**TASK INSTRUCTIONS:**
Copy the listing below verbatim, from the line containing "Definition for annotators: for every instance of the underwater" through the line containing "72], [376, 98]]", including both of those lines.

**MATERIAL FOR THIS TASK:**
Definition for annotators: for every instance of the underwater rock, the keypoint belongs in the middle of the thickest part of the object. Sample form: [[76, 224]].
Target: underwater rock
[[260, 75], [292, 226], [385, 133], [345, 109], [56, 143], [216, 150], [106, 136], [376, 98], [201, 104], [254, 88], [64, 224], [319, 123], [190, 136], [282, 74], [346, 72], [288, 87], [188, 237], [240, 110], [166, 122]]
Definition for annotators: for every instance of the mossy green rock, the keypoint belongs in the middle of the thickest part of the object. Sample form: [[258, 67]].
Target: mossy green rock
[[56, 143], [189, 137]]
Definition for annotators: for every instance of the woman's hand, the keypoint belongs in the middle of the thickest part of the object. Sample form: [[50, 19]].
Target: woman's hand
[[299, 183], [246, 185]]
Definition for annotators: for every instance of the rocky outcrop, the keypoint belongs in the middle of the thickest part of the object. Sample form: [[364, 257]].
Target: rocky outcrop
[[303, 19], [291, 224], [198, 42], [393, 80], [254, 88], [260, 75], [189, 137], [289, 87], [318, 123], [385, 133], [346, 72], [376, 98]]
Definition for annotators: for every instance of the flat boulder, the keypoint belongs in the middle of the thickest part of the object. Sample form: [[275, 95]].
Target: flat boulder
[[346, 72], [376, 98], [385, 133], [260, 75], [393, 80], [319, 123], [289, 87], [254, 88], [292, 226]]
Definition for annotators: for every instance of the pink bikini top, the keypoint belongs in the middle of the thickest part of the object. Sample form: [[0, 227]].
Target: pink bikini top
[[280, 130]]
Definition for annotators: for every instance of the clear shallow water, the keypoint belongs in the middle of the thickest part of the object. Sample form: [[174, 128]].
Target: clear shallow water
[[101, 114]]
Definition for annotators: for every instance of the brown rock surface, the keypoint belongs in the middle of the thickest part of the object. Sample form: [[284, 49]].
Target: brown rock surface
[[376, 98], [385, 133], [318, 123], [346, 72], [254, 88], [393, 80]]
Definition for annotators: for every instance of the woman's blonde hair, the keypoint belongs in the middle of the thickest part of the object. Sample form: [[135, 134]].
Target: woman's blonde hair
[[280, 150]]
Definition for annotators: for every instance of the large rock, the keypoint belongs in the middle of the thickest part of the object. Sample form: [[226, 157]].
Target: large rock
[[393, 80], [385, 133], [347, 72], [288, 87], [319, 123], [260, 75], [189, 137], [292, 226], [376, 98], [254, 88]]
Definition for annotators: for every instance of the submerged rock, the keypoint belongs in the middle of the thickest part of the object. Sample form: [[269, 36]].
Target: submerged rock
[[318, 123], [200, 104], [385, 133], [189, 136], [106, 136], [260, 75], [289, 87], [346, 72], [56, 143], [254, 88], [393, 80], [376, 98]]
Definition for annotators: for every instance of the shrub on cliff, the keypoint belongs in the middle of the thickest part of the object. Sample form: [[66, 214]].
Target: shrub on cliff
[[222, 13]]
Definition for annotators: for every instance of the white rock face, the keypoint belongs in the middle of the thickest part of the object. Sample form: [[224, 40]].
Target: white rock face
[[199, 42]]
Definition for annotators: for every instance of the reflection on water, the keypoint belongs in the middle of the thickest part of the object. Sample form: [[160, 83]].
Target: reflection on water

* * *

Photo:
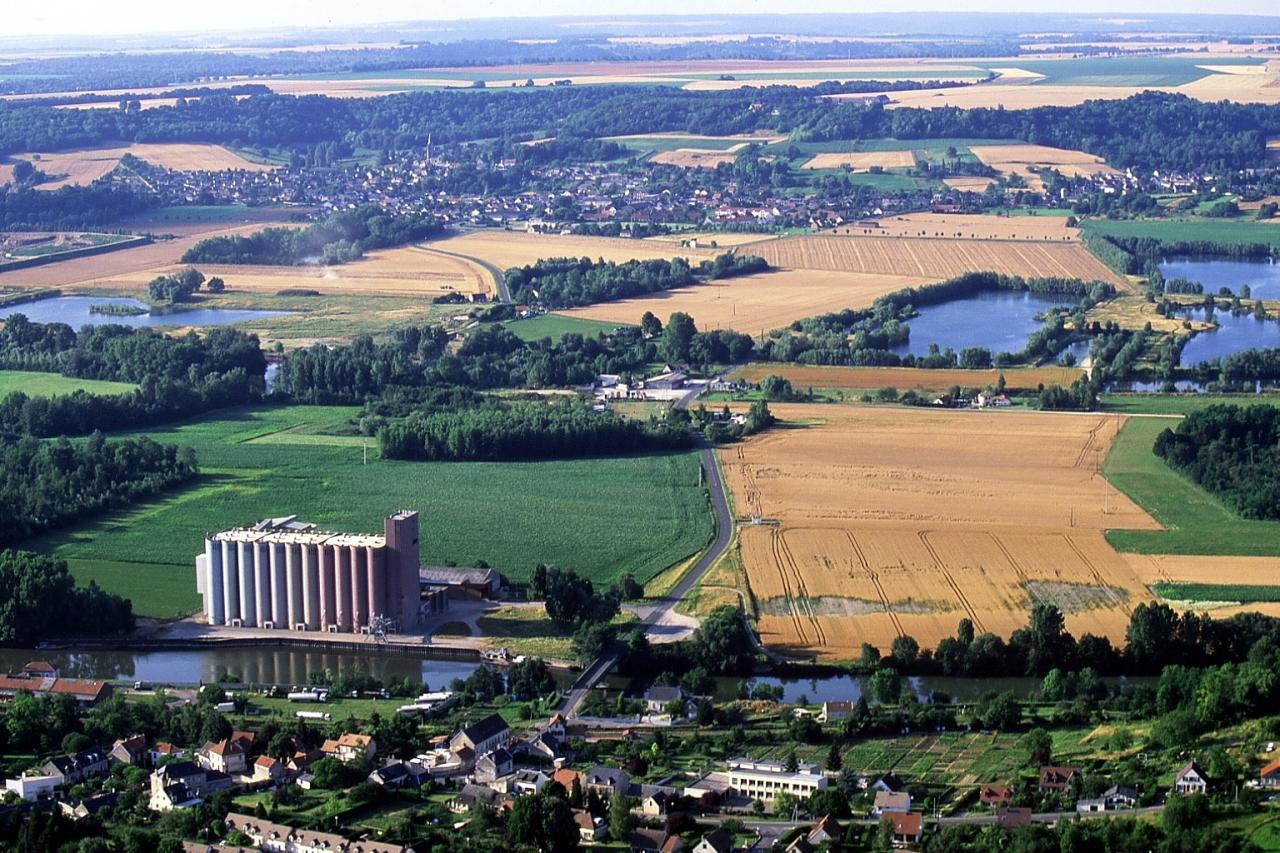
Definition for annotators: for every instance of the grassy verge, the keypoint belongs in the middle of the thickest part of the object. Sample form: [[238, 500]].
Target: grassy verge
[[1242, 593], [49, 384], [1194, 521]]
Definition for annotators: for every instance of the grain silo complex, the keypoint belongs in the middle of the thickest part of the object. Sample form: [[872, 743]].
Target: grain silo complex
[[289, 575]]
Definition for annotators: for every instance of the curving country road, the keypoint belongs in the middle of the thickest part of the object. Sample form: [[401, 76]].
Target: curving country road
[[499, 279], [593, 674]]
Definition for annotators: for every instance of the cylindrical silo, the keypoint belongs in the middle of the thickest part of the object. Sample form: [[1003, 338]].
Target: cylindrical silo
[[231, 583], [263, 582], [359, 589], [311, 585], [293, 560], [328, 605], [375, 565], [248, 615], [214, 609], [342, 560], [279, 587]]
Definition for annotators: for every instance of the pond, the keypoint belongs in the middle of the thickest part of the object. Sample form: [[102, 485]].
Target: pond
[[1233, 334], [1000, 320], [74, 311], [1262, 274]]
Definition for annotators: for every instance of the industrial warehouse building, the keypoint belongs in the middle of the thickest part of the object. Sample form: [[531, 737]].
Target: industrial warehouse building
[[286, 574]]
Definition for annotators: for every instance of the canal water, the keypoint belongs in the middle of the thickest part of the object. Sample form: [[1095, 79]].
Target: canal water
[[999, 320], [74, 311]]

**RIGHT ANSWER:**
Definition for annotators: for every instance of the underwater rock, the keypoint belongs in the middle of the thickest part of the object. Sample form: [[76, 224]].
Target: underwater rock
[[260, 75], [292, 226], [385, 133], [345, 109], [56, 143], [216, 150], [106, 136], [376, 98], [201, 104], [254, 88], [64, 224], [319, 123], [190, 136], [282, 74], [346, 72], [288, 87], [188, 237], [240, 110], [166, 122]]
Definition for annotators: for every instance of the mossy green rock, the keypoint belongs in the middle of the thickest part of the object. Sample form: [[258, 67]].
Target: mossy green rock
[[56, 143], [189, 137]]
Definition for annotators: for every instance of the woman's hand, the keypoint belongs in the middle of the thickest part of the object. Sample form: [[50, 19]].
Target: woman's hand
[[299, 183], [246, 185]]
Definition for annotators: for every instance of the rocky outcrop, the keypoint belongs in the middle of the thickest part of the object. Sample form: [[364, 257]].
Target: rocky outcrop
[[303, 19], [291, 224], [198, 42], [393, 80], [254, 88], [260, 75], [189, 137], [289, 87], [318, 123], [385, 133], [346, 72], [376, 98]]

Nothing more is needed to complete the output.